Resume the account of the Nagano trip after its final sentence, keeping the same casual first-person voice.

> SUPPLIED PASSAGE:
══════════════════════════════

Tuesday, November 7, 2006

Nagano: A tale of public baths, apples, and MONKEYS

Naganooooo! At last.

Wednesday, October 25, 2006

Everyone met up at Kaihin Makuhari outside of the building IES is in at 8:30 (ahhhh early), where we had two buses ready to go. We loaded up our stuff and got on the buses. The bus I was on was totally the cool bus (hahaha), we just tended to have more fun amusing people than it seemed the other bus had (and some unsavory characters like Jakub, but you know). On the way there Lisa and I listened to the Avenue Q soundtrack (the good songs, anyway) most of which she hadn't heard, which was good times. :D We stopped twice along the way at service areas (the second time for lunch, yumm katsu curry), where we quickly discovered the awesomeness of fruit-flavored ice cream. Oh myyy, blueberry & vanilla was the first one I got, and then apple! Sooo goooooddd.




Audrey and I at the lunch stop

We stopped at Matsumoto Castle, one of those famous Japanese landmarks that I never seem to really know that much about before I go to them. It was cool too, and a lot like Himeji Castle that we went to in January. Taking off your shoes (and carrying them in little plastic bags), climbing up the steep wooden stairs to reach the very top of the castle, etc etc. It was fun wandering around the grounds after we went through the castle, though.


The ceremonial Pokemon of Matsumoto Castle. Okay, not really. But what IS this thing?


The castle


Me in front of it! Looking spectacularly awful, sigh!


Our group picture




After the castle exploration... Aly, my roommate!


I am a master photographer


Hahaha Hyung-Hye


...ambushed by Casey and Aubrey




scary Allie!


hahaha Audrey

Then we got back on the bus and drove the rest of the way to our ryokans (Japanese-style inns) in Nagano. About 3/4 of our group was in one ryokan, Hatsunoyu, and then about 15 of us were at the other, Matsuya. Which was totally better! Lisa, Anna, Audrey and I were in one room and it was very nice. Just like the ryokans we stayed at in Hiroshima and Kyoto, we had a large tatami area where we laid out our futons and also had a low table, and then off to the side by the window was an area we could partition off with sliding paper-window doors that had a little table and our sink and fridge. Hyung-Hye and Ishikawa-san's room was across the way, as was Aly, Allie and Lauren's. It was very traditional, so of course we left our shoes at the downstairs entry area and then put on slippers to climb up two flights to our rooms.

══════════════════════════════

> RECORDS SUPPLIED:
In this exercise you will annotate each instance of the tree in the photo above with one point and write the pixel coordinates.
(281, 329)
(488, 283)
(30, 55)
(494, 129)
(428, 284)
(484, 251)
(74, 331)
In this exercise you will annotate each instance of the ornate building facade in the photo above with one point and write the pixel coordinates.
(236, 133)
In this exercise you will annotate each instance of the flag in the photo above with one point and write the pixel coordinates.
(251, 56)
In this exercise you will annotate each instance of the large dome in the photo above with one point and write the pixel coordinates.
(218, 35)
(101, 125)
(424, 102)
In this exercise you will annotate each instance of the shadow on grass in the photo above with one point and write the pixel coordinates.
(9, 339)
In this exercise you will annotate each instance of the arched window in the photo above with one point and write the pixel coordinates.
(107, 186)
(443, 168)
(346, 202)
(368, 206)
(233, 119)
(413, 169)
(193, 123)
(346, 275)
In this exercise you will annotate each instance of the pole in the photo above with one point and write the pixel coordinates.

══════════════════════════════

> RESPONSE FOR THIS EXERCISE:
After arrival, we went down to dinner, which was in the basement area, and was just like the traditional dinners we had in the Hiroshima ryokan, low tables and cushions on the floor, with many different dishes in their own special bowls/plates. I don't remember what we had that night but all our food there was really, really good, and I enjoyed every meal a lot. :D


yummm

After dinner, we went up to our room and put on our complimentary yukata robes and went downstairs to use the onsen in our ryokan. Which turned out to be REALLY small, like I went with my roommates + Allie, so that was 5 people and it was a tight fit in the tiny little tub. (Later they switched the men's and women's sides and the other side was definitely a LOT nicer and bigger!) It was their first time doing the onsen thing, so they were a little nervous but then we all just DID IT and it was fine.

After that we just chilled in our room until bedtime. :)

Thursday, October 26th, 2006

We all got up and went down to breakfast at 8, which was delicious as always, which made up for the ungodly hour. After that, we left to get back on the bus...


The gorgeous scenery we passed by walking to the bus from our ryokan

...and went to Zenkoji Temple (yay, the only temple! Via, by the way, this beautiful mountain route--like, a giant double-car highway arcing up into the mountains, so cool) which is a famous temple in Nagano. There was this "monk tour" thing there, which was a completely dark passage under the temple that you wander along blindly. Even though I had been told what a monk tour was going to entail beforehand, when I went down those stairs I was still thinking of it as a 'tour by monks' and was thus EXTREMELY surprised to find myself in complete darkness, feeling my way along an enclosed tunnel. Oh, that was fun. And by fun I mean terrifying. Adam was in front of me and Lisa behind me, and I definitely grabbed onto their hands at parts. Finally I made it out. OHTHANKGOD. But now reading the Wikipedia article about it, we were supposed to find and touch this key thing to 'gain enlightenment.' I felt no key!!! Now I feel cheated. I suffered through that crazy thing and I didn't even do the thing you're supposed to do!

After that we just wandered around the grounds. Someone caught a huge praying mantis and we all crowded around to take pictures and watch it. ...Not that that went on for 10 minutes, or anything. Then this adorable group of like 60 kindergarteners paraded past us and we had fun waving to them and hearing their "Herro!" greetings, hahahha.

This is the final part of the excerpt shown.